The exercise:
Pictures aside, repeat every entry exactly.
--- Start Records shown ---
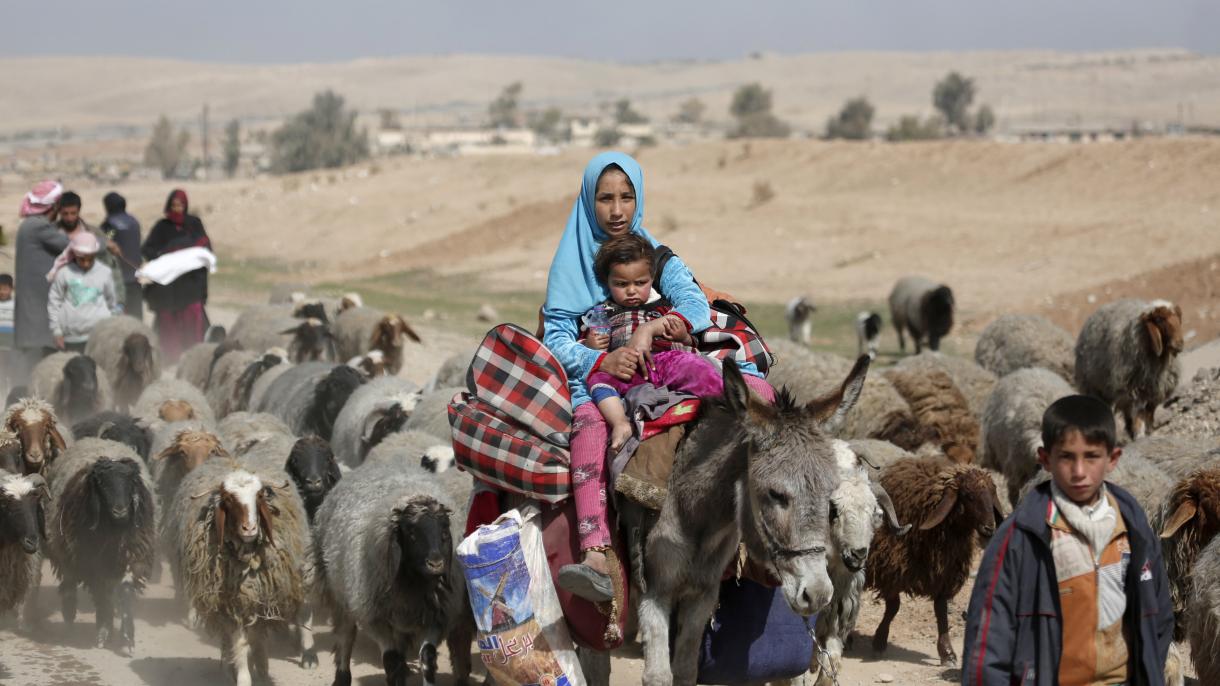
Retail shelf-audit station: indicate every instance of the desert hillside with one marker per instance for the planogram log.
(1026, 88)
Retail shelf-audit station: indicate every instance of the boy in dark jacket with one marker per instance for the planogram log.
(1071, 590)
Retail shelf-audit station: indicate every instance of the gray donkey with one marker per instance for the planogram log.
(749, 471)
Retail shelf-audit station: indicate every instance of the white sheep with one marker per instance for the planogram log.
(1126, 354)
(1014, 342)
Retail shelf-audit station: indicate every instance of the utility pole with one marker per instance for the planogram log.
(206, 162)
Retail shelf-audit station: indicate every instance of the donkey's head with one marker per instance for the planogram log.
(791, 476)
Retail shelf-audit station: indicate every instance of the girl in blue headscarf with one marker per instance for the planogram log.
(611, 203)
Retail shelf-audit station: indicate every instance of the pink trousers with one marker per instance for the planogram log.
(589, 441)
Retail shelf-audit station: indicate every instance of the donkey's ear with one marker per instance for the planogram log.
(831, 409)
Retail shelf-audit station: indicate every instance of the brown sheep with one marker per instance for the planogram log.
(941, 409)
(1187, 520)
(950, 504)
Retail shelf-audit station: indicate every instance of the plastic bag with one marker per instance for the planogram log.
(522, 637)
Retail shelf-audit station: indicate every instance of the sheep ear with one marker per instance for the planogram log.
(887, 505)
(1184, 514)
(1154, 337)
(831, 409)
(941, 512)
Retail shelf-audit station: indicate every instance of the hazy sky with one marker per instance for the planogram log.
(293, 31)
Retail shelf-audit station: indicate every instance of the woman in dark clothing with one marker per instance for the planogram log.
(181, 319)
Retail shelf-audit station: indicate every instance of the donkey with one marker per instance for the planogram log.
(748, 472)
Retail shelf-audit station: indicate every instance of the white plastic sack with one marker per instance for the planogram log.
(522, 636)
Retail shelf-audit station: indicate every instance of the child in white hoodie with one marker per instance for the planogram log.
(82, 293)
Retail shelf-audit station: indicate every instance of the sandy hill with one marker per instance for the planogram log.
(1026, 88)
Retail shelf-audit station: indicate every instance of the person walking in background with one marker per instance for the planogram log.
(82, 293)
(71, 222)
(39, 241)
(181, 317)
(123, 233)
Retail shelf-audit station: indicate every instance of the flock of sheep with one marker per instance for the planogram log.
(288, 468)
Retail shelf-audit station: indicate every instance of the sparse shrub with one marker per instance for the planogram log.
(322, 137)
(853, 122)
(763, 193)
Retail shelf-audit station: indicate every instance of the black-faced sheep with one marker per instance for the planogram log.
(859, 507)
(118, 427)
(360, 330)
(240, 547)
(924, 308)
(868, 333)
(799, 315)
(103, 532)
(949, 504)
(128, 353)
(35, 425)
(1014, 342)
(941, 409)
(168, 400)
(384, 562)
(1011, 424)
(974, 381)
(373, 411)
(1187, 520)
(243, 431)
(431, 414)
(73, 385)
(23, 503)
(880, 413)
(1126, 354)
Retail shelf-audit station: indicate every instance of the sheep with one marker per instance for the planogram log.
--- End Records shown ---
Answer to the exercise:
Retail shelf-audit station: indicate every instance of the desert hillside with one marker per instance for the planogram log.
(1026, 88)
Retail shelf-audit station: indicate every instance of the boy in dark jacket with one marker per instance for the planogram log.
(1071, 590)
Retail shelf-audit station: indicate every instance of the gray donkey with one marker per instance for the planogram log.
(749, 471)
Retail shelf-audit station: indicate every instance of the white sheep with one marker per instance for the planogram log.
(1126, 354)
(1014, 342)
Retail shelf-audit station: indicate every instance of the utility pole with one marker per instance for the planogram log.
(206, 162)
Retail shelf-audit station: indicate every instance of the donkey's head with one marker per instance for the planogram log.
(791, 476)
Retail shelf-audit station: indicate every instance of the girl in blue headscarf with one marker per instance for the planogram log.
(611, 203)
Retail shelf-audit station: indicate every instance of the pink trousers with one marker per instance for the planogram log.
(589, 441)
Retail shelf-audit station: indicate every instance of the donkey's ear with one marker per instance for the planogram log.
(831, 409)
Retail shelf-audit station: indicate every instance of the brown sheep with one marker per instance for the planogram log.
(941, 409)
(1187, 520)
(950, 504)
Retail shelf-audit station: indicate every instance of the plastic bag with one marker per instance for the planogram log.
(522, 637)
Retail shelf-audit station: indicate every instance of the sheep ear with one marker per instance for the planogram log.
(887, 505)
(1184, 514)
(1154, 337)
(831, 409)
(941, 512)
Retail shelf-audit station: indicate every instance of the hazy sky with one marker per instance for the planogram log.
(293, 31)
Retail shelf-audit station: indicate every instance of the woman in dark clothing with one marker per instance for the planogram log.
(181, 319)
Retail shelf-audit station: indicate every instance of the donkey with one marker per instance for the planogram log.
(748, 472)
Retail shelf-audit station: indicate every instance of the white plastic sack with one marker per instance for the planogram log.
(522, 636)
Retail shelf-audit station: indicate every instance of the child in white hoodie with one marker per instance for the planogram log.
(82, 293)
Retail shelf-audit station: indicate every instance of the sandy hill with one marker per instance for the planogram log.
(1026, 88)
Retail shelf-audit station: indicate every instance of the person walking in background with one marker per instance for the planogram log.
(82, 293)
(71, 222)
(39, 241)
(181, 317)
(123, 233)
Retail shelf-audit station: indicate every instance of the flock of sheep with one marker per instance for the planogram log.
(288, 468)
Retail shelf-audit station: indicate every instance of the sparse shrub with one marker per instance for the planogram log.
(322, 137)
(853, 122)
(763, 193)
Retail shelf-audit station: indicate every instance of the black-faced sheep with one marker per instance for the planogram log.
(859, 507)
(118, 427)
(360, 330)
(240, 547)
(924, 308)
(868, 333)
(799, 315)
(103, 532)
(949, 504)
(128, 353)
(35, 425)
(1014, 342)
(941, 409)
(168, 400)
(384, 562)
(1011, 424)
(974, 381)
(373, 411)
(1187, 520)
(243, 431)
(431, 414)
(73, 385)
(23, 503)
(880, 413)
(1126, 354)
Retail shelf-audit station: indicate every instance of the sheep with one marker per instance for the planogram log.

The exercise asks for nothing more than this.